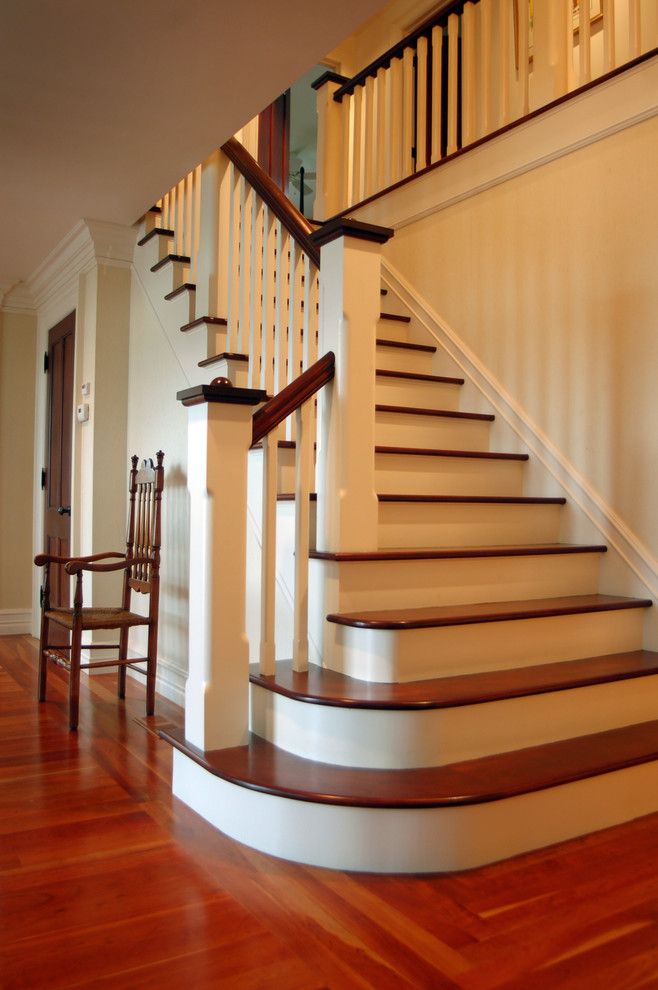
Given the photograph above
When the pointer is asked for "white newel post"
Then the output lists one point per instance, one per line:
(350, 304)
(330, 194)
(552, 36)
(217, 688)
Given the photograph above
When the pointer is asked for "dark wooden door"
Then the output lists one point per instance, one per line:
(273, 128)
(59, 440)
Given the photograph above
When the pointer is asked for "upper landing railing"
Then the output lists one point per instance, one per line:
(465, 73)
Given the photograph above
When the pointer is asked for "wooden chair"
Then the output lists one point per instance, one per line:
(141, 566)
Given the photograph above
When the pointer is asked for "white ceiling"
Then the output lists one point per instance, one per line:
(104, 105)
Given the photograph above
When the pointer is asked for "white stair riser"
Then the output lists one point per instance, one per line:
(401, 359)
(385, 739)
(394, 429)
(399, 840)
(407, 392)
(420, 475)
(417, 654)
(393, 330)
(462, 524)
(356, 586)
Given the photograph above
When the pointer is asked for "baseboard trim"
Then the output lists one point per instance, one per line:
(15, 622)
(575, 486)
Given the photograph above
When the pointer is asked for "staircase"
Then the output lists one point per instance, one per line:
(477, 696)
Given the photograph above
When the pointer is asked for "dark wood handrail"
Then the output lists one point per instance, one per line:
(438, 19)
(292, 397)
(295, 222)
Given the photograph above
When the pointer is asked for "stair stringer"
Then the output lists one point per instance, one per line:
(629, 567)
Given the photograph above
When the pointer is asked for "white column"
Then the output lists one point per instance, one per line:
(350, 303)
(329, 192)
(217, 688)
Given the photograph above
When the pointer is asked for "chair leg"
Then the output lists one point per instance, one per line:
(123, 654)
(152, 657)
(74, 676)
(43, 659)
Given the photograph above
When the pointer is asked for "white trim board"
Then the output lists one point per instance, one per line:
(15, 622)
(575, 486)
(599, 112)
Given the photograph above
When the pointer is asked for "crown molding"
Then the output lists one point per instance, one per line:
(89, 243)
(17, 299)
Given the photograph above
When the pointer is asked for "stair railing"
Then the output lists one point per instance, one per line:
(471, 69)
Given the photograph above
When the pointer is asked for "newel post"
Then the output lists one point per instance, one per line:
(331, 160)
(213, 237)
(217, 688)
(350, 304)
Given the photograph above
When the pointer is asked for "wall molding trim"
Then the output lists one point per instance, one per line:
(88, 243)
(15, 622)
(577, 488)
(601, 111)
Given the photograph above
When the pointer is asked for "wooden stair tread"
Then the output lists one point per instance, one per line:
(263, 767)
(403, 345)
(328, 687)
(441, 452)
(447, 413)
(201, 320)
(185, 287)
(395, 317)
(224, 356)
(459, 615)
(477, 499)
(417, 377)
(448, 553)
(156, 232)
(170, 259)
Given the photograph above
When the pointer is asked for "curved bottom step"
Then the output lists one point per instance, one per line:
(416, 821)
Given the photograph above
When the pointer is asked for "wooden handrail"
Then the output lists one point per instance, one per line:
(294, 221)
(292, 397)
(439, 17)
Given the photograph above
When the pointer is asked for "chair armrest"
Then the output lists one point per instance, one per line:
(49, 558)
(77, 564)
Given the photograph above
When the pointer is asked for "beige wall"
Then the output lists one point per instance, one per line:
(17, 359)
(550, 279)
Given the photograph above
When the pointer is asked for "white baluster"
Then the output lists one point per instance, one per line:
(453, 54)
(468, 74)
(396, 84)
(608, 10)
(634, 29)
(421, 103)
(370, 151)
(303, 474)
(357, 157)
(437, 89)
(383, 129)
(407, 111)
(584, 42)
(268, 555)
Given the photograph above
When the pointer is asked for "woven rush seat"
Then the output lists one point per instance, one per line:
(98, 618)
(140, 563)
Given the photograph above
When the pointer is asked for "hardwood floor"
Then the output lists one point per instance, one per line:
(106, 881)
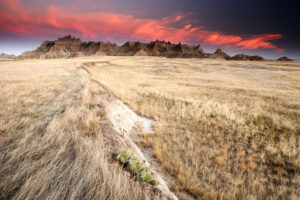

****************************************

Count the lines of the listing above that contain the string "wall", treating uppercase and lowercase as different. Give only the number.

2